Point-per-instance localization data:
......

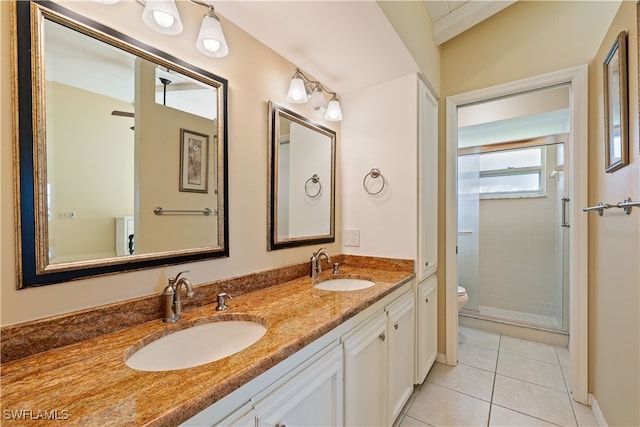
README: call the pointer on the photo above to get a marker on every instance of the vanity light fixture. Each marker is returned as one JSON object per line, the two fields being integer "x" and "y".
{"x": 302, "y": 89}
{"x": 211, "y": 41}
{"x": 163, "y": 17}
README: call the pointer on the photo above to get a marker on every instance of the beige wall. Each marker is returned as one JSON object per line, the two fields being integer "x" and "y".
{"x": 256, "y": 74}
{"x": 411, "y": 21}
{"x": 106, "y": 190}
{"x": 524, "y": 40}
{"x": 531, "y": 38}
{"x": 614, "y": 239}
{"x": 158, "y": 148}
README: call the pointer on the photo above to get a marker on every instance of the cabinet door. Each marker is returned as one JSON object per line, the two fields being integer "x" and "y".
{"x": 401, "y": 333}
{"x": 365, "y": 363}
{"x": 313, "y": 397}
{"x": 427, "y": 326}
{"x": 244, "y": 418}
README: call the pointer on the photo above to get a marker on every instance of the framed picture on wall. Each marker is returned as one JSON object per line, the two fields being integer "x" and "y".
{"x": 616, "y": 106}
{"x": 194, "y": 161}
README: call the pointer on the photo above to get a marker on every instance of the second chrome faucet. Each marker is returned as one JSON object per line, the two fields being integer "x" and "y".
{"x": 172, "y": 297}
{"x": 316, "y": 262}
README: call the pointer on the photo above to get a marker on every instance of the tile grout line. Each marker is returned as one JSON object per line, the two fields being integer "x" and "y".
{"x": 493, "y": 387}
{"x": 567, "y": 388}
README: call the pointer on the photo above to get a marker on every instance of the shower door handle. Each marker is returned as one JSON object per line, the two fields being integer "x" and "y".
{"x": 565, "y": 224}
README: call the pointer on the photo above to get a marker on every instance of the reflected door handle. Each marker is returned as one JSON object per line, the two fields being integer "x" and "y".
{"x": 565, "y": 224}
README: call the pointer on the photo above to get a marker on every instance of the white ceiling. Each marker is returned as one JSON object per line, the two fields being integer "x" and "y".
{"x": 348, "y": 45}
{"x": 452, "y": 17}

......

Where the line containing "of the white" appears in the data above, begin there and reproduce every line to the end exactly; include nothing else.

Task answer:
README: call the pointer on the photo above to get a marker on every instance of the white ceiling. Each marker is returned as one JSON object per line, the two fields being integer "x" and "y".
{"x": 348, "y": 45}
{"x": 452, "y": 17}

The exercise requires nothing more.